RECORDS SHOWN
========
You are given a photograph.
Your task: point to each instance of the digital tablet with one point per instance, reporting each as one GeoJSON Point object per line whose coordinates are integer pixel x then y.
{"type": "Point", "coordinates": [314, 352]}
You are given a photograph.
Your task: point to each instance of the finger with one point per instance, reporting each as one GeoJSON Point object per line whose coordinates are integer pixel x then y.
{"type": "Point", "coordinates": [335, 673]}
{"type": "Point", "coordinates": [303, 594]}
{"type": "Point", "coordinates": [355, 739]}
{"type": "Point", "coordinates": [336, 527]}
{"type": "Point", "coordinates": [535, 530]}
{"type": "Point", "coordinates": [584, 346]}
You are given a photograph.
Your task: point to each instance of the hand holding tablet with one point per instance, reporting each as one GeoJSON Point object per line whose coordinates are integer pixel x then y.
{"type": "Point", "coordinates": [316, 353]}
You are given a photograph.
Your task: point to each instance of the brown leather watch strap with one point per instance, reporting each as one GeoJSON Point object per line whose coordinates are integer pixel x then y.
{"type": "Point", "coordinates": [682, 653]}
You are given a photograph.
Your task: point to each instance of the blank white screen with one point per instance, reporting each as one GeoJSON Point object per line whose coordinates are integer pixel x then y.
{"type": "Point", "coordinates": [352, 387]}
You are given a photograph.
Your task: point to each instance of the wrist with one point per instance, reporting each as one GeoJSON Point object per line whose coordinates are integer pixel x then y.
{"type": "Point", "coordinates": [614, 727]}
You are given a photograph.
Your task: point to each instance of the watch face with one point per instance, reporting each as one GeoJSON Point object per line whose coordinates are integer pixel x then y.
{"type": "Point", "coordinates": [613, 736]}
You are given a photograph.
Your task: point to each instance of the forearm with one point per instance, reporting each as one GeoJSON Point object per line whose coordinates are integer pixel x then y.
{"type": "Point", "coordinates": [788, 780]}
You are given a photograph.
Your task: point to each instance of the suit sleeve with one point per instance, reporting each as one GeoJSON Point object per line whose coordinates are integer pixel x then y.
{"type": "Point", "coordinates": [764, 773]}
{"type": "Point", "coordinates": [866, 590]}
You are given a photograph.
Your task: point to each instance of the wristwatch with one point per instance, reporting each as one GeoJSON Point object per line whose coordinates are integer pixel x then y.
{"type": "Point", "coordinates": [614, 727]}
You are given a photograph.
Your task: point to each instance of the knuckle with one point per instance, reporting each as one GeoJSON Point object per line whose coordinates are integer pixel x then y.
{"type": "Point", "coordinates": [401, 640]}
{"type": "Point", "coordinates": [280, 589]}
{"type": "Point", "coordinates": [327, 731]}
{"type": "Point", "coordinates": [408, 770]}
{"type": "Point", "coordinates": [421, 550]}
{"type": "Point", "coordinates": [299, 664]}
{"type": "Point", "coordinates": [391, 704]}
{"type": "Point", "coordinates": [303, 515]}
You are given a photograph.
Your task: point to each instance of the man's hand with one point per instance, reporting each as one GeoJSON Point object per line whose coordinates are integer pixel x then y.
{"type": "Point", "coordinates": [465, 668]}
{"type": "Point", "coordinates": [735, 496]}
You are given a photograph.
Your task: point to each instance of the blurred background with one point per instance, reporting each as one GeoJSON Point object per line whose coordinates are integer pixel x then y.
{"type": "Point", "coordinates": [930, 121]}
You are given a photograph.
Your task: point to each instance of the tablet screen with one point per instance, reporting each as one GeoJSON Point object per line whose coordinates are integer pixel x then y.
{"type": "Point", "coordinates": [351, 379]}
========
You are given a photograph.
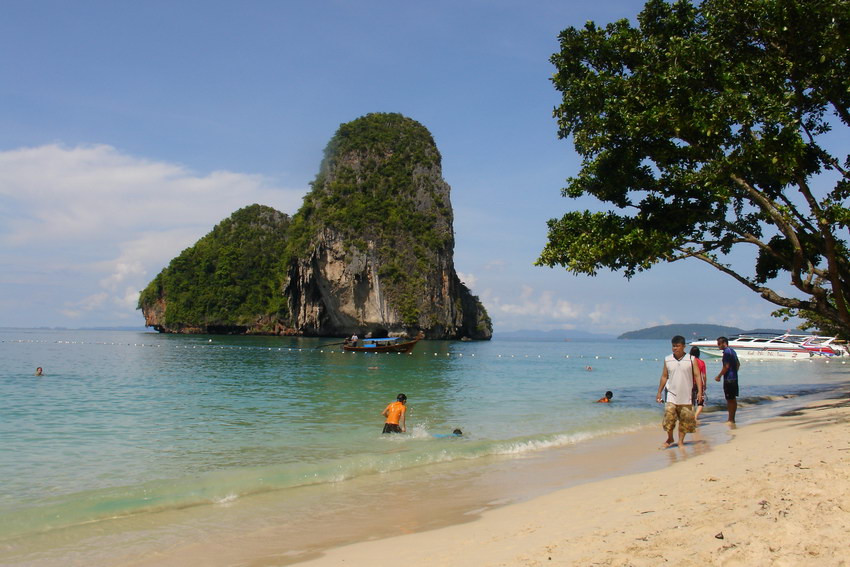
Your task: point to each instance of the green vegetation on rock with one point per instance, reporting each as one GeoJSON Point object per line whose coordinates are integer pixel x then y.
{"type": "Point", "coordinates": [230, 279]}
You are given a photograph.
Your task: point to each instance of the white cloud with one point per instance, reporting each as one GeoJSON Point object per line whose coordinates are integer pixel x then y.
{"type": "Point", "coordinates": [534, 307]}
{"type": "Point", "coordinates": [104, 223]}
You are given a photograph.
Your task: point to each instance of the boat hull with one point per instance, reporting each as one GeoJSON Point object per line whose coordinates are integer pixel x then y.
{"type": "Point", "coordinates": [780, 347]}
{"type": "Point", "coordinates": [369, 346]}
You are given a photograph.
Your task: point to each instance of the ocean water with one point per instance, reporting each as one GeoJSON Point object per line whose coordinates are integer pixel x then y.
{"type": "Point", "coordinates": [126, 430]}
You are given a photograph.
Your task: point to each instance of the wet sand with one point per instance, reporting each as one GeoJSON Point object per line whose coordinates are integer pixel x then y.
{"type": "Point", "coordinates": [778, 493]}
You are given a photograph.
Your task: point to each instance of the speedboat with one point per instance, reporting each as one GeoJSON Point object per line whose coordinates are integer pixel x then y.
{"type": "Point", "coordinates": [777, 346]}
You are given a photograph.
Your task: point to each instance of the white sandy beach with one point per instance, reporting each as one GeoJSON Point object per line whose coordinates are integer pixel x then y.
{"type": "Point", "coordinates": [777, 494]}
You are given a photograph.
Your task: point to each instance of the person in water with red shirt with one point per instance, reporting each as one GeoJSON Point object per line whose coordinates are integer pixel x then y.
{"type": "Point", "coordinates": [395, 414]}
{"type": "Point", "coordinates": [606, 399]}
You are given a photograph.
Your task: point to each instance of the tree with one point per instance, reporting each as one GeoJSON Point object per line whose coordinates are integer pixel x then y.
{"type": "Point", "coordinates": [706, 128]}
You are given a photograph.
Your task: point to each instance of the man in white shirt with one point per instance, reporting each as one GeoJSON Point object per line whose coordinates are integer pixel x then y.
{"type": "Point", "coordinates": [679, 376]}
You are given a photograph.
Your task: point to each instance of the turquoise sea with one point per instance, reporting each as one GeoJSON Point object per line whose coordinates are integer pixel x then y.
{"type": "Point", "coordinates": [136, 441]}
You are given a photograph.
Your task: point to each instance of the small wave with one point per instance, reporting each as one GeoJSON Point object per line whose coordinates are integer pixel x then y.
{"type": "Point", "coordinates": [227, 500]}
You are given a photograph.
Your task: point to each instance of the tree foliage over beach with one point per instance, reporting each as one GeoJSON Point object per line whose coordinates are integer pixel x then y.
========
Begin with the line that has "Your task: point to each instance of the tree with" in the listing above and end after the line that has "Your task: point to each instance of the tree foliage"; output those lines exactly.

PROBLEM SOLUTION
Your task: point to each instance of the tree with one point per instance, reporting each as one GeoJSON Point object per line whose coordinates are integer pixel x then y.
{"type": "Point", "coordinates": [706, 128]}
You are given a photograph.
Your task: point to each instance of the man in white shirt with one point per instance, reporting each as one GeoJSON Point object per line whose coordinates are integer pixel x then y.
{"type": "Point", "coordinates": [679, 376]}
You are given a photograph.
Your task: point to each instance of the turquoise sea with one point per instance, reporting each as one GeoJSON Point object per line whose coordinates are integer pixel x then y.
{"type": "Point", "coordinates": [136, 441]}
You are given a photograph.
Your task: point to each instance of the small wave with one point per instance, reporting each as one GeoJSON Point object per line whose coordinates are integer pixel x then y.
{"type": "Point", "coordinates": [227, 500]}
You are given a photograph.
Your task: point to each instance of the tree foliage over beach with one point per instance, reporting each as one GeoJSON Point object per line whose coordinates are integer pixel x then y.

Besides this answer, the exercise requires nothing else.